* **Assignment**: In the comments on baby teething below, translate this sentence into Spanish: "The frozen baby washcloths were one of the best things for my son."

* **Excerpted text**:
====================
Apparently, I need sleep or something.
The frozen baby washcloths were one of the best things for my son. Unfortunately, this is probably not useful for a long plane ride! Something to chew on that is not hard but gummy/gel-like also helped. 5 months is probably too young for food, but cold fruit was good too. At that age, my son cut his first teeth, and liked to just chew on my index finger. Of course, this was not so good once the teeth cut the gums (ouch!), but a cheap and easy solution. Advil or Tylenol as last resort was also a good thing.
Folks, are you really all suggesting that this dad give his son FOOD? Frozen FOOD? He’s five months old! It’s a great suggestion for an older baby or toddler, but let’s not forget that it’s a good idea to wait on ALL solids until six months old. If your pediatrician has given the go-ahead, fine, but five months is early for all that.
Tylenol is safe from two or three months, I believe (well before five, anyway) and Motrin/Ibuprofen safe after six if I recall correctly. Make sure it’s the baby kind and not the kid kind.
Hyland’s Teething Tablets are great to try, as well as various textured/material teethers and makeshift teethers, like the washcloths and wooden spoons suggested. For flying I would totally go for Tylenol if he’s fussy. Teething’s a long road… at 2.4 years we’re still on it.
Our ped told us OK to start solids at 5 months. Has worked out fantastically. We much prefer to give him real stuff to formula (and he prefers it too). Started with rice cereal around 5 months then moved on to veggies. Steamed and pureed, of course. No salt. By about 6-1/2 months she told us we could give him pretty much anything, including meats — though we started slow on that, just chicken and turkey breast at first. At 8 months he’s a monster eater, haven’t found anything yet he doesn’t like — apples and pears and peas and carrots and sweet potatoes, of course, but also spinach, broccoli, beef, corn, green beans, plums, bananas. He’s got a better palate than I do.
====================
* **Listed entries**:

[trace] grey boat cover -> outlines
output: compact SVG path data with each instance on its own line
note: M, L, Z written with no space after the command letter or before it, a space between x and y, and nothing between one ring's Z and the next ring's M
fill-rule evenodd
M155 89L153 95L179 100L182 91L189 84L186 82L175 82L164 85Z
====================
* **Exercise result**: Las toallitas de bebé congeladas fueron una de las mejores cosas para mi hijo.